## [TASK GOAL]
All of the entries must be duplicated exactly.

## [LISTED ENTRIES]
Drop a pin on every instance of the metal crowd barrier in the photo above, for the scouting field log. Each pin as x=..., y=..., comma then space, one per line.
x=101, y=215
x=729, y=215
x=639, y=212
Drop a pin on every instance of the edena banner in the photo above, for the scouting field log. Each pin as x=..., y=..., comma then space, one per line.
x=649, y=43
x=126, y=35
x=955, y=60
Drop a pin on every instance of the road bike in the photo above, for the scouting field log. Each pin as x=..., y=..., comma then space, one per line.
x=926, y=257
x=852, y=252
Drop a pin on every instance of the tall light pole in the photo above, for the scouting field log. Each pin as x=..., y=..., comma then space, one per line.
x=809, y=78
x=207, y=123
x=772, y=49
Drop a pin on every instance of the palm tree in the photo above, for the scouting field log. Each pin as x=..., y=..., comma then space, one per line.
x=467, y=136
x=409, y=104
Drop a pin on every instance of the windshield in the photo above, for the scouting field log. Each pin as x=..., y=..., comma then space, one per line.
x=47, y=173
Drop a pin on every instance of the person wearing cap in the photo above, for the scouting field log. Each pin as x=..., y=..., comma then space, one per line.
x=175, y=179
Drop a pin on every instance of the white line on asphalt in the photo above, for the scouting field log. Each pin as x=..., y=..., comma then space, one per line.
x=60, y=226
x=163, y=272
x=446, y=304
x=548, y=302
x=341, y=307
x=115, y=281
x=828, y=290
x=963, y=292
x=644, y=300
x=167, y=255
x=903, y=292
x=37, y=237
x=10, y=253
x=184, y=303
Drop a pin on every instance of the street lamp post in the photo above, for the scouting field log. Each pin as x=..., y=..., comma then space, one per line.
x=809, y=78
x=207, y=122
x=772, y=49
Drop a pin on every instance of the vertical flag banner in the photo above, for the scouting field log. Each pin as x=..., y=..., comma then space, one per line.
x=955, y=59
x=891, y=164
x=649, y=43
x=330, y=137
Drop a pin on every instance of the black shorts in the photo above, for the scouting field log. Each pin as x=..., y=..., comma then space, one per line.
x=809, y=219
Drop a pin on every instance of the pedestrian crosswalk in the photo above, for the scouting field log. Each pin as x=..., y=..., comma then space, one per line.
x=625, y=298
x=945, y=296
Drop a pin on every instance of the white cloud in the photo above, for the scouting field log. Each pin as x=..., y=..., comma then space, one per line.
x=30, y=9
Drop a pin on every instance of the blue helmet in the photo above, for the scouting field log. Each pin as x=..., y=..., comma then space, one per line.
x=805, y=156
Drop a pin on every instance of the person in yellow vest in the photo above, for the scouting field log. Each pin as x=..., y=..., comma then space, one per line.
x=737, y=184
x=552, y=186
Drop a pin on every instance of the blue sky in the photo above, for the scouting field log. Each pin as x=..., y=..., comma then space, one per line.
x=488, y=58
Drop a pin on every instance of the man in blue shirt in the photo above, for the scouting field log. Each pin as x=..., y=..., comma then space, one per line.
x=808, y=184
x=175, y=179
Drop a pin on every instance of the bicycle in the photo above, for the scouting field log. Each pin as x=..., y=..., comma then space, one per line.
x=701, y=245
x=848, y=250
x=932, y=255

## [THE ANSWER]
Drop a pin on every instance of the metal crowd barrier in the photo above, for the scouting field log. Each pin as x=..., y=..., comma then space, one per line.
x=101, y=215
x=729, y=215
x=639, y=212
Drop a pin on every instance of the edena banner in the photo above, for the scouting field log. Each pin as x=..., y=..., comma then space, one per line.
x=649, y=43
x=126, y=35
x=955, y=60
Drop a pin on every instance of the road bike in the photo above, for the scouting field log. Each pin as x=..., y=..., comma then space, one per line.
x=926, y=257
x=852, y=252
Drop a pin on every instance of the tall light pole in the photo above, for the scouting field log. Each pin as x=..., y=..., comma then space, one per line.
x=809, y=78
x=207, y=123
x=772, y=49
Drop a pin on every instance of the palm tree in the photo above, for the scouting field log. Each pin as x=..., y=..., comma then space, one per line.
x=467, y=136
x=409, y=104
Drop a pin on every instance of the windshield in the photo above, for the scouting field log. Each pin as x=..., y=..., comma then space, one per line.
x=47, y=173
Drop a pin on every instance of the person wearing cap in the photo above, for the scouting field log. Each pin as x=..., y=..., comma then space, one per line.
x=175, y=179
Drop a pin on every instance of the white line on asphalt in the photo above, for the scouting field log. Each pin as x=..., y=..., comma then space, one per line.
x=60, y=226
x=163, y=272
x=446, y=304
x=548, y=302
x=341, y=307
x=115, y=281
x=828, y=290
x=963, y=292
x=644, y=300
x=167, y=255
x=903, y=292
x=37, y=237
x=10, y=253
x=184, y=303
Drop a pin on every instance of the street lamp post in the photo above, for the scouting field log. Each pin as x=..., y=..., comma then space, one per line.
x=809, y=78
x=207, y=122
x=772, y=49
Drop a pin on every instance of the vertical flag banner in the photo above, for the scouting field log. Each pin as x=..., y=..., comma then space, one per line.
x=955, y=59
x=891, y=164
x=649, y=43
x=330, y=137
Drop a pin on every instance of the black shorts in the photo above, for the scouting field log. Each pin as x=..., y=..., comma then space, one per line.
x=809, y=219
Drop a pin on every instance of the pedestrian crosswalk in the photo above, for the scouting field log. Each pin as x=..., y=..., comma then space, one per line.
x=625, y=298
x=945, y=296
Drop a pin on every instance of the white cloud in the photo above, for the scouting field log. Each pin as x=..., y=..., comma then space, one per line.
x=30, y=9
Drop a pin on every instance of the blue helmet in the photo above, for the scouting field log. Each pin as x=..., y=..., comma then space, one per line.
x=805, y=156
Drop a pin on every instance of the person in yellow vest in the photo above, for the scouting field log. Each pin as x=..., y=..., comma then space, one per line.
x=737, y=184
x=552, y=186
Drop a pin on every instance of the blue sky in the photo above, for the scouting field log. Each pin as x=..., y=..., comma then space, one per line.
x=488, y=58
Drop a pin on every instance of the man in blue shirt in the photo above, for the scouting field log. Each pin as x=..., y=..., comma then space, one per line.
x=808, y=184
x=175, y=179
Drop a pin on every instance of the bicycle in the photo above, for the scouting field log. Each pin as x=..., y=..., comma then space, one per line.
x=701, y=245
x=848, y=250
x=932, y=255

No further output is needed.